"""
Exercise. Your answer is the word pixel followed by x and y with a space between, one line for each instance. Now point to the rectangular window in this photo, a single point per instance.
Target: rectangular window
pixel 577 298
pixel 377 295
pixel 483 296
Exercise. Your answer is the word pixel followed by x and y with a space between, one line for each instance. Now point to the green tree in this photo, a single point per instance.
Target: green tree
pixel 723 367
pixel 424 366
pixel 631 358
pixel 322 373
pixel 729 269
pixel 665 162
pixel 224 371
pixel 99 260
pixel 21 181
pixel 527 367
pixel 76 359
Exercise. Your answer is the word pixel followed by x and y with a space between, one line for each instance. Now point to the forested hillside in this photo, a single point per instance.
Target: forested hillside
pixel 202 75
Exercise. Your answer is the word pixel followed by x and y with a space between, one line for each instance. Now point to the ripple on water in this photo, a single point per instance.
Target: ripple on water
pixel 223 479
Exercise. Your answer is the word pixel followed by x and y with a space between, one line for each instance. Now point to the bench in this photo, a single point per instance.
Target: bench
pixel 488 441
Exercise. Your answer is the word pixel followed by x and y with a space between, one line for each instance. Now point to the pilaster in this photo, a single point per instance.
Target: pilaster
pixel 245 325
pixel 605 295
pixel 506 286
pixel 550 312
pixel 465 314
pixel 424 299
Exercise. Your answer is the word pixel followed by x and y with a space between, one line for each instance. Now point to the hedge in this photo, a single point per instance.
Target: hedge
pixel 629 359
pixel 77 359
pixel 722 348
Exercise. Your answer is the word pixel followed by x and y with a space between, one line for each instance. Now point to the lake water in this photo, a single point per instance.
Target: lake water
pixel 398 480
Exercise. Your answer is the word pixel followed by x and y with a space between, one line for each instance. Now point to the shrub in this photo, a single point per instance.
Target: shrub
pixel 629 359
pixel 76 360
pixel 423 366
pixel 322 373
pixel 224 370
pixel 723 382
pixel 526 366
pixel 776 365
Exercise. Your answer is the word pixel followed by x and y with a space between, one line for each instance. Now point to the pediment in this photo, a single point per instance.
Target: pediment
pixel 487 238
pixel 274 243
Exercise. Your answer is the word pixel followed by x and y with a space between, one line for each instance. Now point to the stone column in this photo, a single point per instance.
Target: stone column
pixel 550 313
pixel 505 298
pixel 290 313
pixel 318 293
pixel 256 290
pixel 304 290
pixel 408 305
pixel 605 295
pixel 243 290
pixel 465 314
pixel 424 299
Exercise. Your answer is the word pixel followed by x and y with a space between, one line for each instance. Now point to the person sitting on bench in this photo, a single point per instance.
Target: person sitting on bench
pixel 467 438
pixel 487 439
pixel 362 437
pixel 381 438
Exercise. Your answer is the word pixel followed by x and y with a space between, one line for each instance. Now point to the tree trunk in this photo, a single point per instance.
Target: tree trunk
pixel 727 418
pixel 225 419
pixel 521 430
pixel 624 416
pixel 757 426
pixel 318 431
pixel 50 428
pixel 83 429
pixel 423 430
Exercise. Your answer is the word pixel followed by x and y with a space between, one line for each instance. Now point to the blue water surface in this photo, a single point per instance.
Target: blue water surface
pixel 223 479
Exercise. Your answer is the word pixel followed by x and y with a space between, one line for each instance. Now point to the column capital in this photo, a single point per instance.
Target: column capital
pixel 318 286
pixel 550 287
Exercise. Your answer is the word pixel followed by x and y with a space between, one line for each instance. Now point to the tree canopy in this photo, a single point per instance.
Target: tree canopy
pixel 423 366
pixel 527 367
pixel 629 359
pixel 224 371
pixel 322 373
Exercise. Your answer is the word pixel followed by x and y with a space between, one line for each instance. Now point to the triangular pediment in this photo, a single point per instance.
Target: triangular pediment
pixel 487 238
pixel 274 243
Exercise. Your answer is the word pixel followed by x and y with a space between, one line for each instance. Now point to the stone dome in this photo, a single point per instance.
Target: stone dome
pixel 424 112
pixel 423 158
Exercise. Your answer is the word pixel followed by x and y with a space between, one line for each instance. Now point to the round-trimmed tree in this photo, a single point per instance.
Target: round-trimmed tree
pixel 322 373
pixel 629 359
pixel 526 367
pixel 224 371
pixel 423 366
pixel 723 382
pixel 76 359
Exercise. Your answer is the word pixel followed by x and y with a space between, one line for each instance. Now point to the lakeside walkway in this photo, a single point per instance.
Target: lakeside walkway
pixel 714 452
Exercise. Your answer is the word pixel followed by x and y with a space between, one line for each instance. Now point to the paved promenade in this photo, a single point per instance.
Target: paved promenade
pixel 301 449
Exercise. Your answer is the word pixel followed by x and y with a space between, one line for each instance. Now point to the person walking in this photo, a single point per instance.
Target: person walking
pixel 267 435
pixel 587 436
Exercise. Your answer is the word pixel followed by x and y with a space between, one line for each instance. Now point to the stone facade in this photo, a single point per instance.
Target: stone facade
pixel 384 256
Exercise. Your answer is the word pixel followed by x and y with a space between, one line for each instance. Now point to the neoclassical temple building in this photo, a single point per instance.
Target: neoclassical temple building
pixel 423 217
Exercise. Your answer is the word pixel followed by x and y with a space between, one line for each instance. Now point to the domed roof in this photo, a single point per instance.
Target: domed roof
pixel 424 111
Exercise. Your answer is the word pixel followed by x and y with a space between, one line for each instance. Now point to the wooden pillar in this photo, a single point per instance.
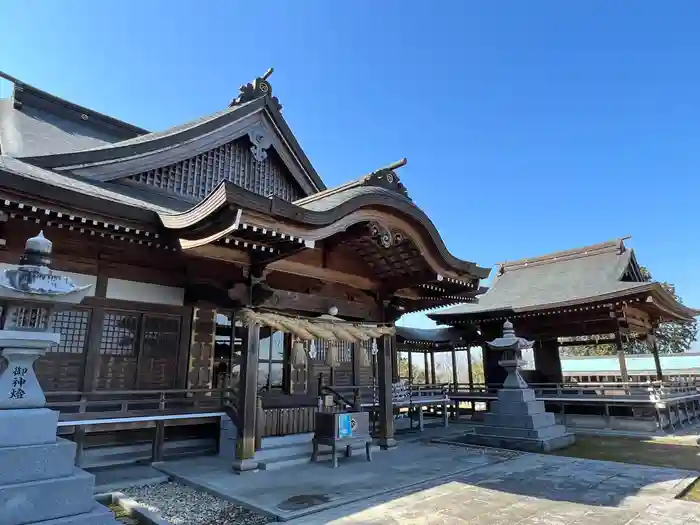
"""
EXERCISE DIRECTIONS → Extract every line from the entries above that contains the string "ripple". Matching is case-sensitive.

RESULT OF THIS EXERCISE →
Exercise. Your answer is the word pixel followed by x and y with a space between, one line for each instance. Now point to the ripple on water in this photo, a single point per instance.
Target: ripple on water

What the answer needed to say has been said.